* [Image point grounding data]
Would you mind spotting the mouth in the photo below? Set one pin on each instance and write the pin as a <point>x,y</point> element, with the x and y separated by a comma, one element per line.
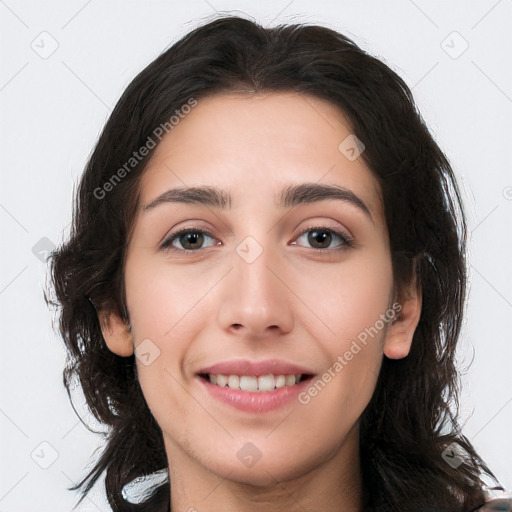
<point>255,386</point>
<point>254,383</point>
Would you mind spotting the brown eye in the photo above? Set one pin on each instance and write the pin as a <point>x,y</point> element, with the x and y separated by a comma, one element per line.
<point>187,240</point>
<point>321,238</point>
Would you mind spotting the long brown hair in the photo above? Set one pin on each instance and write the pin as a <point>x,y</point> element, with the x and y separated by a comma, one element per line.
<point>412,417</point>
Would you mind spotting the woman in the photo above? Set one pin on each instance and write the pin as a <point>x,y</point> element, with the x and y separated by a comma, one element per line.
<point>263,288</point>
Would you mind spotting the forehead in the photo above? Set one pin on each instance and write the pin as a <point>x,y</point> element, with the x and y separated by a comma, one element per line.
<point>254,144</point>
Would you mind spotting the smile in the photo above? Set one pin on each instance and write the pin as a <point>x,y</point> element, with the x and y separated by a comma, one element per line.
<point>253,383</point>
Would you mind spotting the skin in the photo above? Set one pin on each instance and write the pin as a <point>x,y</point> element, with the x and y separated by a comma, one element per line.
<point>293,303</point>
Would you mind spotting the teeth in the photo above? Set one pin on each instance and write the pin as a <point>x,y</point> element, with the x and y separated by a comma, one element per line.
<point>253,383</point>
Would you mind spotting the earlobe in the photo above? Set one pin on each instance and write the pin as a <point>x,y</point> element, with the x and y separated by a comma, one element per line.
<point>116,333</point>
<point>399,336</point>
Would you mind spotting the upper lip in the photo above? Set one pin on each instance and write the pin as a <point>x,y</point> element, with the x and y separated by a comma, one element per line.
<point>256,368</point>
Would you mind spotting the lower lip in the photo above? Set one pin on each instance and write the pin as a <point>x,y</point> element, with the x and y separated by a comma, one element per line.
<point>255,401</point>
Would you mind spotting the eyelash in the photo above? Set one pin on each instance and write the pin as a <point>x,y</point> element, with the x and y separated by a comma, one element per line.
<point>346,241</point>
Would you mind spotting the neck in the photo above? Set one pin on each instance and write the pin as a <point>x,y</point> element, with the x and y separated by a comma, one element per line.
<point>333,486</point>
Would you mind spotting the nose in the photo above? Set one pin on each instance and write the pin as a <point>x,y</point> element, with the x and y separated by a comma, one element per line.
<point>256,300</point>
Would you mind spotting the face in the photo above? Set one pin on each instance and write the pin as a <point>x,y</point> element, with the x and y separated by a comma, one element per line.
<point>285,291</point>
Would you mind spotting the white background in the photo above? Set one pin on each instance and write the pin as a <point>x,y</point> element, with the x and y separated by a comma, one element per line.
<point>52,110</point>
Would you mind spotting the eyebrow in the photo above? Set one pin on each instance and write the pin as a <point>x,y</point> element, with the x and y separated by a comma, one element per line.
<point>289,197</point>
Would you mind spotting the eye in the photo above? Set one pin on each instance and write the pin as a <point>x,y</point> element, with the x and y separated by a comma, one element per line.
<point>187,239</point>
<point>321,238</point>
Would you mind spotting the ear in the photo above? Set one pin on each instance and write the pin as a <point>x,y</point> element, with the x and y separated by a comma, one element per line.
<point>116,333</point>
<point>400,332</point>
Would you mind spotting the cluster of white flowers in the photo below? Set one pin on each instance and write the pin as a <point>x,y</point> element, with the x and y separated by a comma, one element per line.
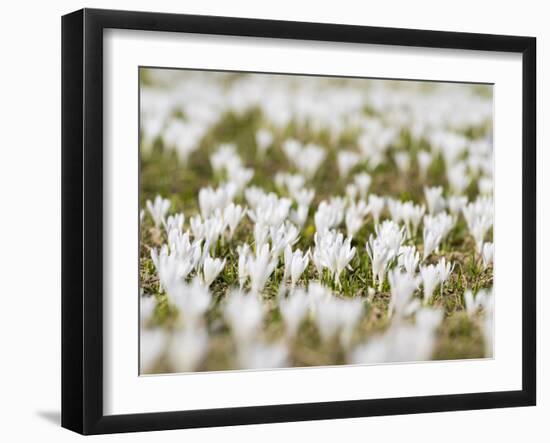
<point>249,257</point>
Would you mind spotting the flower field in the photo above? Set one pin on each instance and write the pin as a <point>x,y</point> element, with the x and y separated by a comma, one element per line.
<point>293,221</point>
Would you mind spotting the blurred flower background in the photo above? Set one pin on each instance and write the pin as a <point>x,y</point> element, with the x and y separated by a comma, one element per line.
<point>292,221</point>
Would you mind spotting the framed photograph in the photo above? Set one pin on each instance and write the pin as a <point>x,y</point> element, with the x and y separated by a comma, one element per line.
<point>269,221</point>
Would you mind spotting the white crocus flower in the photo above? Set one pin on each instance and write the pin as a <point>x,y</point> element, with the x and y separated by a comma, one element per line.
<point>299,215</point>
<point>424,160</point>
<point>412,216</point>
<point>408,259</point>
<point>294,309</point>
<point>286,234</point>
<point>303,196</point>
<point>434,199</point>
<point>403,161</point>
<point>458,178</point>
<point>192,301</point>
<point>441,224</point>
<point>346,161</point>
<point>376,205</point>
<point>362,181</point>
<point>174,222</point>
<point>158,209</point>
<point>243,252</point>
<point>232,215</point>
<point>211,199</point>
<point>264,139</point>
<point>225,155</point>
<point>431,242</point>
<point>487,254</point>
<point>261,235</point>
<point>329,215</point>
<point>355,217</point>
<point>298,266</point>
<point>337,256</point>
<point>211,269</point>
<point>380,256</point>
<point>430,279</point>
<point>444,270</point>
<point>260,267</point>
<point>402,286</point>
<point>456,203</point>
<point>479,218</point>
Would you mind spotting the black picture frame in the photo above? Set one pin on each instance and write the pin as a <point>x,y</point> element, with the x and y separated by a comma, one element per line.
<point>82,220</point>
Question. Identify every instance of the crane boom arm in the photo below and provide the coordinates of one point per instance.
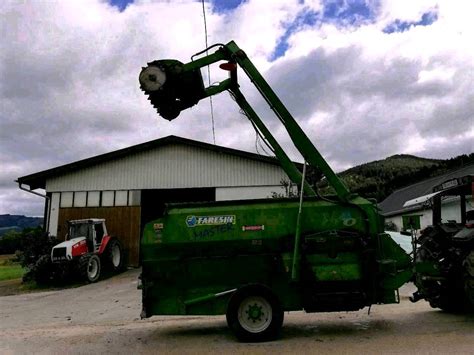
(173, 86)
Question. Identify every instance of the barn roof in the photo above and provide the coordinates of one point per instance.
(393, 204)
(38, 180)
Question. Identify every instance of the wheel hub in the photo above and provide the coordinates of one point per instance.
(255, 312)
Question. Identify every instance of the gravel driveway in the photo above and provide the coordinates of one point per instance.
(104, 318)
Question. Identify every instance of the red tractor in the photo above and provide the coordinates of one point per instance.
(86, 252)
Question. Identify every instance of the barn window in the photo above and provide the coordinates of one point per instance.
(121, 198)
(80, 199)
(66, 199)
(107, 198)
(93, 199)
(134, 198)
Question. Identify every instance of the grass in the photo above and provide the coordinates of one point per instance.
(9, 269)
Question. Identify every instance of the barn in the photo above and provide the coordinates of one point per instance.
(129, 187)
(394, 210)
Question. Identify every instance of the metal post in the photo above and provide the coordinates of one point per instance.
(295, 270)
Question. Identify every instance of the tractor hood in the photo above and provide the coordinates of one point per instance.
(69, 249)
(69, 243)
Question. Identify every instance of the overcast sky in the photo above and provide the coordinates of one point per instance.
(365, 79)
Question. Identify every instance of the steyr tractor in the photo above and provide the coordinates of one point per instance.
(444, 251)
(253, 260)
(86, 252)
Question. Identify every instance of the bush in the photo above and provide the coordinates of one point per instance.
(10, 242)
(34, 243)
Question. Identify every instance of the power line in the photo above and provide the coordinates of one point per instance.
(208, 72)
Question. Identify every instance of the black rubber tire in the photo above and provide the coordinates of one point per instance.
(266, 322)
(43, 270)
(87, 265)
(109, 258)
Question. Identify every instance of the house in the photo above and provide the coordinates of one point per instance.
(394, 210)
(129, 187)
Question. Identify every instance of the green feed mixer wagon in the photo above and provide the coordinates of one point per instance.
(254, 260)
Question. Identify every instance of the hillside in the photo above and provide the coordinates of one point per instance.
(17, 222)
(380, 178)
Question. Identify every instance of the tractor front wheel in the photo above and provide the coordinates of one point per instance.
(89, 266)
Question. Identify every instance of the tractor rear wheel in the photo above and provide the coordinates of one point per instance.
(254, 314)
(89, 267)
(113, 256)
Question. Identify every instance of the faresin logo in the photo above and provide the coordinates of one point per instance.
(193, 221)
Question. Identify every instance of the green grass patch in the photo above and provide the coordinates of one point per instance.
(9, 269)
(9, 272)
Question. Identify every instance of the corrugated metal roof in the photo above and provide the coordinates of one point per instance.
(38, 180)
(393, 204)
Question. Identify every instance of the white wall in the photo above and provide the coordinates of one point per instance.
(245, 192)
(450, 210)
(168, 167)
(54, 214)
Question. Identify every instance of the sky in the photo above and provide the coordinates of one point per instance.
(365, 79)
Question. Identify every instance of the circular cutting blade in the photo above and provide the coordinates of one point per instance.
(152, 78)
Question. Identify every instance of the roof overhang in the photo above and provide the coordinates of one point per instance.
(420, 200)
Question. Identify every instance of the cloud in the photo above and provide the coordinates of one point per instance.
(69, 87)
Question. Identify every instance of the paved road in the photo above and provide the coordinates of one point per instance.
(104, 318)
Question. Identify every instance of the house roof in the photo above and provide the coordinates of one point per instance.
(393, 204)
(38, 180)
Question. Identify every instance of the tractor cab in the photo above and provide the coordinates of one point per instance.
(93, 230)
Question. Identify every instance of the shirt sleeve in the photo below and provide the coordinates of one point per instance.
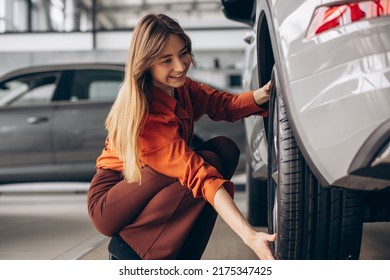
(219, 105)
(163, 149)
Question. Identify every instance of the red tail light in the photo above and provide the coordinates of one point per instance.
(332, 16)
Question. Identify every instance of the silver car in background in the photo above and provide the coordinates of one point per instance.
(52, 120)
(319, 165)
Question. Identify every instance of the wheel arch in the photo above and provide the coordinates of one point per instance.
(268, 55)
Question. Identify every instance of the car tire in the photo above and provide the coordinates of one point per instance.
(311, 222)
(257, 198)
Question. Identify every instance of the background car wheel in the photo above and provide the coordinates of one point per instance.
(311, 222)
(257, 198)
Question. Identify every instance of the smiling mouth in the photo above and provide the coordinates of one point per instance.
(177, 76)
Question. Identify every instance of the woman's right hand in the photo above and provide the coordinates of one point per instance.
(259, 243)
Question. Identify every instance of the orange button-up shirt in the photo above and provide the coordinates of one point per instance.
(166, 136)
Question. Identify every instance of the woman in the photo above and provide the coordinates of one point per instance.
(155, 195)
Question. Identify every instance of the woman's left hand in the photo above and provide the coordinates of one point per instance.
(261, 95)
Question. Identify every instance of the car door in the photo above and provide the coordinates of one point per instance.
(78, 129)
(26, 116)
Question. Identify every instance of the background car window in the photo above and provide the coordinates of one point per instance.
(36, 89)
(10, 91)
(95, 85)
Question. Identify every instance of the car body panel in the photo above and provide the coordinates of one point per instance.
(336, 86)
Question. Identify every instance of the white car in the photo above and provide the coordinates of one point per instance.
(319, 165)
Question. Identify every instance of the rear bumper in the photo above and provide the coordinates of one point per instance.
(370, 169)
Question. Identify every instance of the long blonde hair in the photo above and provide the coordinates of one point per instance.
(126, 117)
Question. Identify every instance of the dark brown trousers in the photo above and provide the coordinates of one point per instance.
(159, 219)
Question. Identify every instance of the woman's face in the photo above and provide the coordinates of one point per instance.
(169, 72)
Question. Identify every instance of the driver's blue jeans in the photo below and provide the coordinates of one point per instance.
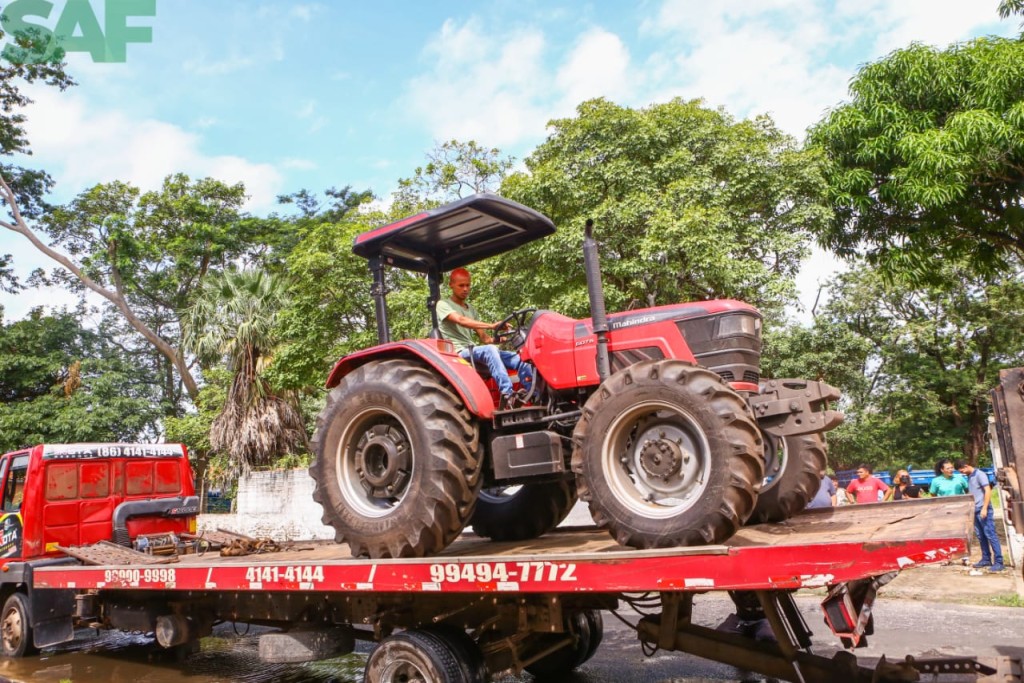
(497, 360)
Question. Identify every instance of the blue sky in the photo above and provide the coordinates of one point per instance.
(286, 95)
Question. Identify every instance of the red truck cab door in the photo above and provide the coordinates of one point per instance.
(13, 469)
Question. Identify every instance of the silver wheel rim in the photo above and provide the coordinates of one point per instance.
(655, 460)
(775, 461)
(12, 630)
(374, 464)
(498, 495)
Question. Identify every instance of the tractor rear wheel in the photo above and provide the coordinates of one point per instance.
(397, 468)
(795, 466)
(668, 455)
(519, 513)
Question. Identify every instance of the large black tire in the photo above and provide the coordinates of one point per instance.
(15, 628)
(519, 513)
(466, 649)
(397, 468)
(417, 656)
(668, 455)
(588, 630)
(795, 466)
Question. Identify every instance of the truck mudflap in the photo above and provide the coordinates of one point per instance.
(50, 611)
(792, 407)
(182, 506)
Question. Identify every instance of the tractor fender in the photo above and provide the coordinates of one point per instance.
(459, 373)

* [Action item] Lines from the one containing "Question. Identify every instance of the tractor fender" to the end of the data are to be printed exactly, including the first and last.

* [Reply to the task]
Question. Identify every instance of the tractor fender in the photo above and provide the coordinates of one point per instance.
(459, 373)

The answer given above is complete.